(Annotation data based on points)
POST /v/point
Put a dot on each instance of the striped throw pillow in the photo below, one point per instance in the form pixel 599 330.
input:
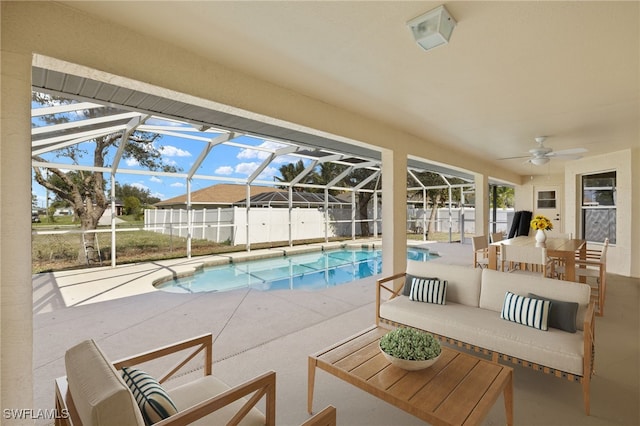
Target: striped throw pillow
pixel 154 402
pixel 428 290
pixel 526 310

§ WHAT NEEDS TO BE DONE: Render the lines of the item above as a numbered list, without any blank lines or the picture.

§ WRITTEN ANSWER:
1. POST /v/point
2. Put a dot on each instance of the striped throw pillow in the photo below, one point per instance in the form pixel 599 330.
3. input:
4. Target: striped throw pillow
5. pixel 154 402
6. pixel 428 290
7. pixel 526 310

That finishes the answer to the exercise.